Pointing and labeling entries
########################################
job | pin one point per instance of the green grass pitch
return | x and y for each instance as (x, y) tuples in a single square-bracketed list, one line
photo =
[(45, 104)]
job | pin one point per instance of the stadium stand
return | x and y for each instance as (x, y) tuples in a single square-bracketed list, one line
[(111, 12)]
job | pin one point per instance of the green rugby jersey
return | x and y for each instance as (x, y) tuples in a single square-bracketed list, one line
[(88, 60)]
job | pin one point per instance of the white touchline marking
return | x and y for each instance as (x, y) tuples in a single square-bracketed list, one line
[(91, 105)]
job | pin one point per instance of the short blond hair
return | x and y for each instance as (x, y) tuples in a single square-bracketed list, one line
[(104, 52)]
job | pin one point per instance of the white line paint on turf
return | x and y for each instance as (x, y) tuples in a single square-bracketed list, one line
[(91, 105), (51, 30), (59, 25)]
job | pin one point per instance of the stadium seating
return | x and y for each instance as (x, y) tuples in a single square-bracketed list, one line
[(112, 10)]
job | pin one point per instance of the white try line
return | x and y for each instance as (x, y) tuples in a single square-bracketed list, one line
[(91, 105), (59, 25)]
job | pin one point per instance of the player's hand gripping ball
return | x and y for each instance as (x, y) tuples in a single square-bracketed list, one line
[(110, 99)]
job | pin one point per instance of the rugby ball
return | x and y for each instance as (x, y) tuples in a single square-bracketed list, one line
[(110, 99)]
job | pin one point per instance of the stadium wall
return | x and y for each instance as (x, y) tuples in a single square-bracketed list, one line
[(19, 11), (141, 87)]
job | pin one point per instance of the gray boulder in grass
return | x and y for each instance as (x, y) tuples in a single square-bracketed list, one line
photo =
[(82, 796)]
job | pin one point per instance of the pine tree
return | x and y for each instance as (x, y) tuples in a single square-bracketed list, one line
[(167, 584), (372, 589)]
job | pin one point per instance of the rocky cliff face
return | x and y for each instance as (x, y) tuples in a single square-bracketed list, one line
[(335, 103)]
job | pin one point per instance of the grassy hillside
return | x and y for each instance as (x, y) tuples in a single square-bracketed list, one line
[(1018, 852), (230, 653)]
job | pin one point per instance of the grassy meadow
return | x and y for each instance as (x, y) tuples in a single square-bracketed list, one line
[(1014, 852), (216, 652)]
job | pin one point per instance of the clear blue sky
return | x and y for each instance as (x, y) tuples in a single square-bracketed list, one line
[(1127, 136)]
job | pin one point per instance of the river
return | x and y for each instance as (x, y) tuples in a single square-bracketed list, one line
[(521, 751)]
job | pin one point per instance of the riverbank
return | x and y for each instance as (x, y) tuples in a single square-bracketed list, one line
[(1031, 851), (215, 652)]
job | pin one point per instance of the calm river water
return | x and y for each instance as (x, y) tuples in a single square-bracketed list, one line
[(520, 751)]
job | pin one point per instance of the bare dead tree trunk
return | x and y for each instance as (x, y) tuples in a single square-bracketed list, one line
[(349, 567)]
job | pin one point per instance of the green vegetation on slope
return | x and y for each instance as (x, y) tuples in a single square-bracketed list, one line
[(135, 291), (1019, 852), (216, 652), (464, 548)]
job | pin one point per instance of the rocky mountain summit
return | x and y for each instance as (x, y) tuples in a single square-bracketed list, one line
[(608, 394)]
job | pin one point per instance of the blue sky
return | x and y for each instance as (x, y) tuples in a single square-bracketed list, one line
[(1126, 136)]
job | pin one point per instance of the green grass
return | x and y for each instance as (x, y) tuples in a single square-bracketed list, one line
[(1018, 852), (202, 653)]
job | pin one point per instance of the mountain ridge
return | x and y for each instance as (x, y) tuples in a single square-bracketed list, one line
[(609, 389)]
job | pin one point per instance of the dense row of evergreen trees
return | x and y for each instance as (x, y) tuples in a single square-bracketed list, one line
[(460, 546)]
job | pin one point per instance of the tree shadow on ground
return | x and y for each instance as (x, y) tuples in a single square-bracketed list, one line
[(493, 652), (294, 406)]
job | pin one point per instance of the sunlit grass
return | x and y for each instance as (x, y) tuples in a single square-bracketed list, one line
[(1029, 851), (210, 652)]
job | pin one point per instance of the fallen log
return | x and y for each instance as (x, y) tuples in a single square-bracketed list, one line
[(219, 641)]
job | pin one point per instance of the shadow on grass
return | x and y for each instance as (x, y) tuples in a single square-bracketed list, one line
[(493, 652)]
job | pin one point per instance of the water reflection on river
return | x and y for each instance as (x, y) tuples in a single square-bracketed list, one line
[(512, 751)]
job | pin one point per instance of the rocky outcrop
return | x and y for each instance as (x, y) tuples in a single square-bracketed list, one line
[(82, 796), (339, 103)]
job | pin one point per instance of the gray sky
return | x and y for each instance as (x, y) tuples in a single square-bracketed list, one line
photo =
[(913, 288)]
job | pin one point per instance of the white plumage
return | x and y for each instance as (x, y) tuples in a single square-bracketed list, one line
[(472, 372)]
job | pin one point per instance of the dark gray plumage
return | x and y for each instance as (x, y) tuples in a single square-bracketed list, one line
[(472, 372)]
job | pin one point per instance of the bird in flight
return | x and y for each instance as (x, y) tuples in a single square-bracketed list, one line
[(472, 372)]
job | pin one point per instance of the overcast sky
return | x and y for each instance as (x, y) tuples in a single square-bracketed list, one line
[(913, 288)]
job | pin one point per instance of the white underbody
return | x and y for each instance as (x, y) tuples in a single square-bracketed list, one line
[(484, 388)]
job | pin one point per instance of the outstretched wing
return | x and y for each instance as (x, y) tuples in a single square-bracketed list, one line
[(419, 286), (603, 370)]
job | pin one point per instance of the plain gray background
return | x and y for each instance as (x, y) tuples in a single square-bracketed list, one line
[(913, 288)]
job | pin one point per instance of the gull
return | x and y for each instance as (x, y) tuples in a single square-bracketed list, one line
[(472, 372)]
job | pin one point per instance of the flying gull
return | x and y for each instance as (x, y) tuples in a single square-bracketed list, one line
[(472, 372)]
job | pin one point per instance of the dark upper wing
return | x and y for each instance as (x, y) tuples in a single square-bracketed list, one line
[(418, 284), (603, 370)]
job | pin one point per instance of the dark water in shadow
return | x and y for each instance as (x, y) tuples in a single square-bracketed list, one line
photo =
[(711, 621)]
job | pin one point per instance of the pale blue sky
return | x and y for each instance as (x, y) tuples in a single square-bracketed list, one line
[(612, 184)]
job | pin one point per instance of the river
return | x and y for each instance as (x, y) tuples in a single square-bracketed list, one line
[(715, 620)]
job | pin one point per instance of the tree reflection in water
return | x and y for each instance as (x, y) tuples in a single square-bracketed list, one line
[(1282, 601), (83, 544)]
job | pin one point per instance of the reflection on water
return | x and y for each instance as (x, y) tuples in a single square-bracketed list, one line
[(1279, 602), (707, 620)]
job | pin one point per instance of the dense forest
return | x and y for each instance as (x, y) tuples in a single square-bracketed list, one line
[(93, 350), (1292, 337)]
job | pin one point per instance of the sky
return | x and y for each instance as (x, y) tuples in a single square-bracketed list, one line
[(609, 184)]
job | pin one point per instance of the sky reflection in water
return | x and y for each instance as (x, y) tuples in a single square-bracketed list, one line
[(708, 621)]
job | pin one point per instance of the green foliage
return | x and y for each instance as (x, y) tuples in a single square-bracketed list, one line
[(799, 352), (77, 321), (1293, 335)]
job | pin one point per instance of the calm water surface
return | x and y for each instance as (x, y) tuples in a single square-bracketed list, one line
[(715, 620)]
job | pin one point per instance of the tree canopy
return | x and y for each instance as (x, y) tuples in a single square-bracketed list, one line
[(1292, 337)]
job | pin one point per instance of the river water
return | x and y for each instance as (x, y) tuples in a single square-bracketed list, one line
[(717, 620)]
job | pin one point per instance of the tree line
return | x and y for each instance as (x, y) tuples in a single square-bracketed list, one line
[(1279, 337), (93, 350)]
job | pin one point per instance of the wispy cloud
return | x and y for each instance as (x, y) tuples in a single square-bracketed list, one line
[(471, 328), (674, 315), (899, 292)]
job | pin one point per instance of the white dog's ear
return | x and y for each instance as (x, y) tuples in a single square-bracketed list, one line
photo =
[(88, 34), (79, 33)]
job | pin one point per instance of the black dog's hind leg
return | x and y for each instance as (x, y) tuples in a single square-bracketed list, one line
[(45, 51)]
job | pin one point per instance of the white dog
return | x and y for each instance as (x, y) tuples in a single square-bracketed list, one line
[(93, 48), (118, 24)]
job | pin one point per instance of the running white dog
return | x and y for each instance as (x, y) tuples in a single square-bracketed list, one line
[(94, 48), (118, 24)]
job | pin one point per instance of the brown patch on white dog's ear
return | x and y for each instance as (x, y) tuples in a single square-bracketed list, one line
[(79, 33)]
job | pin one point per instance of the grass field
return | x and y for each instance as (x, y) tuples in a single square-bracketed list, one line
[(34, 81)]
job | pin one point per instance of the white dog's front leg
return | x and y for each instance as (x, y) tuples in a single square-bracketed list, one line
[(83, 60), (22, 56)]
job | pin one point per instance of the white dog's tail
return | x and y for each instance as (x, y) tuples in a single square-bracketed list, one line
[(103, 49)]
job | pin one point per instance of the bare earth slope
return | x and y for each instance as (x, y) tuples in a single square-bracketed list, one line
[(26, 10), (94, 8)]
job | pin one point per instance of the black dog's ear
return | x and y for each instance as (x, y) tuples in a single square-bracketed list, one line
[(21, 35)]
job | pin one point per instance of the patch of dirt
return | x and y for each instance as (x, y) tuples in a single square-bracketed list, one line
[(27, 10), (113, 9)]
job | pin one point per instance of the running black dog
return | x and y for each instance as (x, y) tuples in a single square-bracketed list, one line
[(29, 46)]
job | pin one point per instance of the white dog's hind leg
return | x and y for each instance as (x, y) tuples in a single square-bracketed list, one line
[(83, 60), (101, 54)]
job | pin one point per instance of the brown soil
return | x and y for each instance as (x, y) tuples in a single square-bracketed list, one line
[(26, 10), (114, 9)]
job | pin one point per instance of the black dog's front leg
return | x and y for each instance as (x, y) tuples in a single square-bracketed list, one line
########################################
**GIVEN PROBLEM**
Write out exactly the lines starting with the one that holds "job | pin one point per instance of the running black" and running through the last line above.

**TASK RESPONSE**
job | pin one point per instance of the running black dog
return | x and y for each instance as (x, y) tuples in a single square-bracketed list, one line
[(29, 46)]
job | pin one point per instance of the white dog's hind leg
return | x and y for each instance as (x, y) tuples in a single square-bracketed list, one line
[(83, 60), (101, 54)]
job | pin one point per instance of the brown soil
return | x and y for each instance as (x, y) tuples in a single square-bracketed list, one line
[(26, 10), (114, 9)]
job | pin one point per instance of the black dog's front leg
return | x and y for each instance as (x, y) tuples in a single square-bracketed list, one line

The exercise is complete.